TO BE DONE — Rewrite the material below from the line with "Where can the balcony" up to and including the line with "<point>386,600</point>", substituting "loose earth" for "excavated soil" and leaving everything else in those lines unchanged.

PROVIDED INFORMATION —
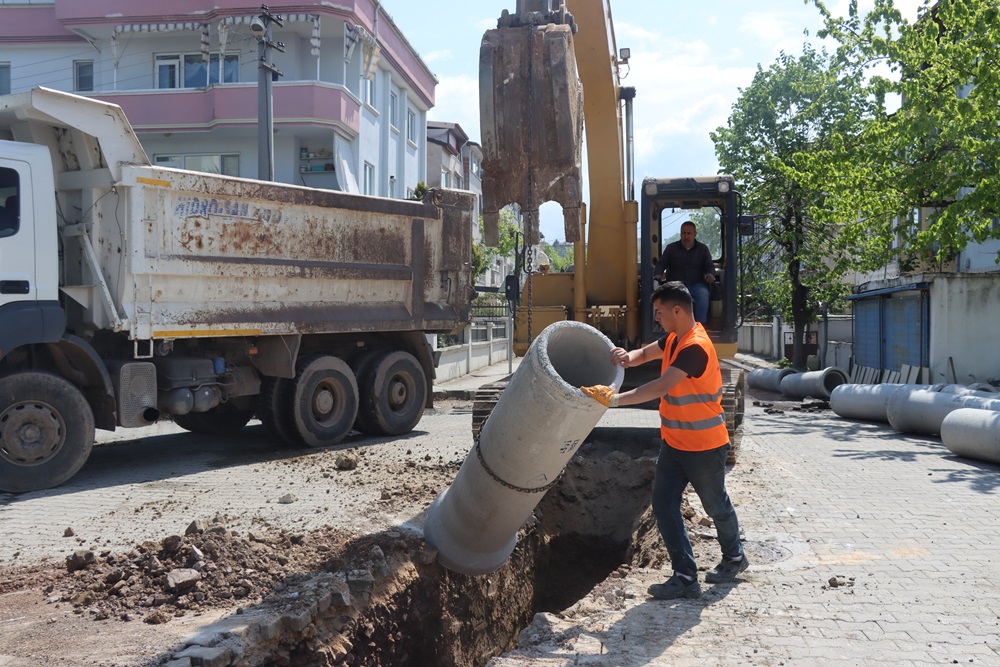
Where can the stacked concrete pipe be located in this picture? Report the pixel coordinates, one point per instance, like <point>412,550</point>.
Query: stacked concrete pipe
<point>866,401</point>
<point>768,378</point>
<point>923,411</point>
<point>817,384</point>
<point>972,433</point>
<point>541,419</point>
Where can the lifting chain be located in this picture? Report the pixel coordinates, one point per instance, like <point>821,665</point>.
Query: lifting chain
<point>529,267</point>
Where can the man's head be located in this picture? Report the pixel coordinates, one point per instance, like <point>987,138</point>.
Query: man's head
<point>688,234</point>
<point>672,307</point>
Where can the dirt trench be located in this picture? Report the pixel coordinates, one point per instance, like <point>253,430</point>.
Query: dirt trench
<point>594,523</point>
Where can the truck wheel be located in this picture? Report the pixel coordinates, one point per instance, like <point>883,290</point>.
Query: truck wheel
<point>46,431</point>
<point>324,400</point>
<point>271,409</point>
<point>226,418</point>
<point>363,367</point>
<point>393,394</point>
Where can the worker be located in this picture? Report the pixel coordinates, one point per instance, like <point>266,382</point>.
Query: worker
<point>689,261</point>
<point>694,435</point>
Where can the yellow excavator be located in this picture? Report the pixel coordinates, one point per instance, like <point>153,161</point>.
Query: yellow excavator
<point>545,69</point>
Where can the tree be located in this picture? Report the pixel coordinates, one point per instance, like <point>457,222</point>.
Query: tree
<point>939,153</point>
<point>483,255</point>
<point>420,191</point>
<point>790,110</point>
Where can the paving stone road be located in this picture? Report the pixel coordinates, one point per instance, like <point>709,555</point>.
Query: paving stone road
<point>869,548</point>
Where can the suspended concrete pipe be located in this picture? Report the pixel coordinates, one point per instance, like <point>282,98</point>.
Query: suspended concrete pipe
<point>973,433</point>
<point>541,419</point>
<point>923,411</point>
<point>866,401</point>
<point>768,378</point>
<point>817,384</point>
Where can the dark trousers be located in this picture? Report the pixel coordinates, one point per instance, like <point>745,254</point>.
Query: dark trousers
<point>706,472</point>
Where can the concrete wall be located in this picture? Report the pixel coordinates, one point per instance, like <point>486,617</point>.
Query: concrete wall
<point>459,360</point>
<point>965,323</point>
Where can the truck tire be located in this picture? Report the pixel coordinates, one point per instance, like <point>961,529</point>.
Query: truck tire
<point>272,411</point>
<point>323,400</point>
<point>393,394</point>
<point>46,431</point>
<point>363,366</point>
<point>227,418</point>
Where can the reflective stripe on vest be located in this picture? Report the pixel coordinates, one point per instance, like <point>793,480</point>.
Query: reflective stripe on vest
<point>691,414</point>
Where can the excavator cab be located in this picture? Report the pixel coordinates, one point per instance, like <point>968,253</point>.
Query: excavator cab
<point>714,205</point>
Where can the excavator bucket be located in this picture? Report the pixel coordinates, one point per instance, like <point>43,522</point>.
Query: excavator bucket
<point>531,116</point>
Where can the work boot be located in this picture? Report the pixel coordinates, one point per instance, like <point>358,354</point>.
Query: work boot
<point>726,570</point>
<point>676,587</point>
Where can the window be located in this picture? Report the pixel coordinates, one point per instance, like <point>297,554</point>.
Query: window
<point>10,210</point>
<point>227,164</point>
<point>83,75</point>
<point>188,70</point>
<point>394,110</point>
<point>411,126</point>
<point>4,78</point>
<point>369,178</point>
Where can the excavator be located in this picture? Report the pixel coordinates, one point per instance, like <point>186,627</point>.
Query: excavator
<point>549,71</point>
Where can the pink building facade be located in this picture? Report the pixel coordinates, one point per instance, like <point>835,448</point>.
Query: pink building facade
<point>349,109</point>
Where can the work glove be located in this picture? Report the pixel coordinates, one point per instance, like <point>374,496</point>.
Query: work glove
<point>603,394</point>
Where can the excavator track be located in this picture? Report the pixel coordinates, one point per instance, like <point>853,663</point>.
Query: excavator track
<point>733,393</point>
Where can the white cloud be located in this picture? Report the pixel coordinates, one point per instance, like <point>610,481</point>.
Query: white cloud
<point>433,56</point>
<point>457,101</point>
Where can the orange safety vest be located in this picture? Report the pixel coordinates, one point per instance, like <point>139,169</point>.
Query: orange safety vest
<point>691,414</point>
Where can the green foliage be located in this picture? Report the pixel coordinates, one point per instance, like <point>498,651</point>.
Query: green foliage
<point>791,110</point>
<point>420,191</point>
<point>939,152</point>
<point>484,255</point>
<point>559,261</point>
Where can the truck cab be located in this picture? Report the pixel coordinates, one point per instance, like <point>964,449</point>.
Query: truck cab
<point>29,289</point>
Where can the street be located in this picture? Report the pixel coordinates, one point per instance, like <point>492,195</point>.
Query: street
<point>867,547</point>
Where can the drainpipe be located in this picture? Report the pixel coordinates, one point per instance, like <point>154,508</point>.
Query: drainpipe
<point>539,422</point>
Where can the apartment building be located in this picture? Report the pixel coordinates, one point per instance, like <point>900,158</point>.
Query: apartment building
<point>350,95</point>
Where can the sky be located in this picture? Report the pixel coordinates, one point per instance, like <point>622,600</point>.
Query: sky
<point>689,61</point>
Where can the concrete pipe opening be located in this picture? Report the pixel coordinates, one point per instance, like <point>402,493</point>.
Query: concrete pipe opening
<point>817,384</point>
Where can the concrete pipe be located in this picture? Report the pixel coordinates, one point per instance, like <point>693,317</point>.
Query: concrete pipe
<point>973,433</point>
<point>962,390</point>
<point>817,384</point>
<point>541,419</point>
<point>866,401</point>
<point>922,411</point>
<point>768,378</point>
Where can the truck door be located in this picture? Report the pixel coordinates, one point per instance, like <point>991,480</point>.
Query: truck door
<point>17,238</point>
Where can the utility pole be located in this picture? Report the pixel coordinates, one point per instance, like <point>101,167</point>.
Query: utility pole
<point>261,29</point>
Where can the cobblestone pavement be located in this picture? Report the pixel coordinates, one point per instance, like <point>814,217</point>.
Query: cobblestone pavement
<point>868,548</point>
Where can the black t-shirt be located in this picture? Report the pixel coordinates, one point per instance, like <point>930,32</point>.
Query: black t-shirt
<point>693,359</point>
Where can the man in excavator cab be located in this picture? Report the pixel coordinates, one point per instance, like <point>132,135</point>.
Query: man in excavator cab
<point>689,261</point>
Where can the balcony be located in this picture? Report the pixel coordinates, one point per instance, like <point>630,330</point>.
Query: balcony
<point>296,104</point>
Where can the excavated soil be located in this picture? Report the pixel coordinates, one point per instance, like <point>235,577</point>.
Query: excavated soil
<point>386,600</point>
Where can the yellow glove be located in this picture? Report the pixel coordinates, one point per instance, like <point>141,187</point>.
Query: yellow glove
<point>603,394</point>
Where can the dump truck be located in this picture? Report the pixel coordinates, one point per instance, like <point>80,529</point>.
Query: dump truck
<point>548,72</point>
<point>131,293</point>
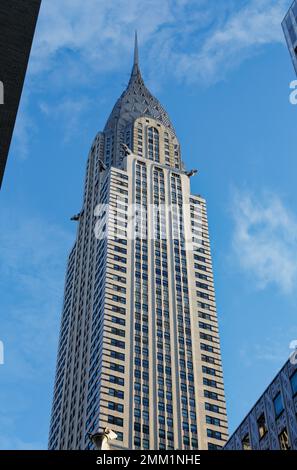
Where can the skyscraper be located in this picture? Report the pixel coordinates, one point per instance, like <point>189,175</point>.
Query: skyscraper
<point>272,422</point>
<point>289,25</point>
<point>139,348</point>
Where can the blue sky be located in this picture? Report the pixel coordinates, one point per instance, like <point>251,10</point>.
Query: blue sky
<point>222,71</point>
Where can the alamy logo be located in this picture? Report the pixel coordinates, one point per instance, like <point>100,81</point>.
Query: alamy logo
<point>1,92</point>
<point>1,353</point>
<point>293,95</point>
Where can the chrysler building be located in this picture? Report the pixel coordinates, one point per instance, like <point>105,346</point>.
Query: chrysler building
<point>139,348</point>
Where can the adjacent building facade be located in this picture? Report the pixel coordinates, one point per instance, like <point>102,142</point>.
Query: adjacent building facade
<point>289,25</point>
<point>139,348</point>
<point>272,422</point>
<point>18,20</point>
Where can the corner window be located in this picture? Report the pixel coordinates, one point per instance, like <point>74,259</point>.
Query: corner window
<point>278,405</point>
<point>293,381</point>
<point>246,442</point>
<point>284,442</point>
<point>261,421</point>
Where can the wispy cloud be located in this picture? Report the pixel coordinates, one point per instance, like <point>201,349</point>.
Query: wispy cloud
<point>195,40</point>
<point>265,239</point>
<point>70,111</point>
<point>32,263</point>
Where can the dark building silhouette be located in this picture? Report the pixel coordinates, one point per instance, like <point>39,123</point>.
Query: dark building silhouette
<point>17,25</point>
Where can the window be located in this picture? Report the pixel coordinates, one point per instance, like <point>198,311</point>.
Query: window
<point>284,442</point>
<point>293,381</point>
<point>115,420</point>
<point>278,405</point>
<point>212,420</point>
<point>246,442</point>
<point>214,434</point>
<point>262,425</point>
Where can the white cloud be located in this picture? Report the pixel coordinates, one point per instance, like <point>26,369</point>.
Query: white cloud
---
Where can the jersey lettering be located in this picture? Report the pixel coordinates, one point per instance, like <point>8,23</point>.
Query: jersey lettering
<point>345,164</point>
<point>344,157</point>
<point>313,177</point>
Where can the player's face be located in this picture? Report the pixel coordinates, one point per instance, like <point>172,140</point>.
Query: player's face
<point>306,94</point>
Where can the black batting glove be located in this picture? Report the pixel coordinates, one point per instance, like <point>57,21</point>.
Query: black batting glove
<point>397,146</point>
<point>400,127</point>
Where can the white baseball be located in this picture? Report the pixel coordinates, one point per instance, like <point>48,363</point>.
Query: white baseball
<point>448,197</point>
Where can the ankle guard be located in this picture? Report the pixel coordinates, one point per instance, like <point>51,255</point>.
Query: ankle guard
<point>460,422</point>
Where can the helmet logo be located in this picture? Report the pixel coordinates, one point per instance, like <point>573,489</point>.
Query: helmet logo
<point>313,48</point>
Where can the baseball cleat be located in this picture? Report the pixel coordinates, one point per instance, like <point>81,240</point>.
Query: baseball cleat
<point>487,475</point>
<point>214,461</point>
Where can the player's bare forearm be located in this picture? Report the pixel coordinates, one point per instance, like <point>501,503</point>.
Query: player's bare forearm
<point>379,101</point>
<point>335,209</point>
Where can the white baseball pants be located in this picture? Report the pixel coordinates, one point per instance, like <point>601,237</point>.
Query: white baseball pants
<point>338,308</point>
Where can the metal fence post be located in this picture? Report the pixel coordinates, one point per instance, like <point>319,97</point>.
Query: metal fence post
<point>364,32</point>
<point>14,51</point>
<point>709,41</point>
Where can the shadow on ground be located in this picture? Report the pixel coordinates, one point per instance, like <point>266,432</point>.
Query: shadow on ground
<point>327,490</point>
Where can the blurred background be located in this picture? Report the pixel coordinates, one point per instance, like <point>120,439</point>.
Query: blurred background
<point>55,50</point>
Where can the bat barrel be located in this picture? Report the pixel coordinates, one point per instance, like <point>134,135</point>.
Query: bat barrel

FINISHED ANSWER —
Where can the balcony be located in this picture? Report the pixel coordinates, one point per instance, like <point>630,330</point>.
Query: balcony
<point>296,104</point>
Where can the loose earth be located in this picture? Report the pixel coordinates, one point per instance, like <point>235,577</point>.
Query: loose earth
<point>386,600</point>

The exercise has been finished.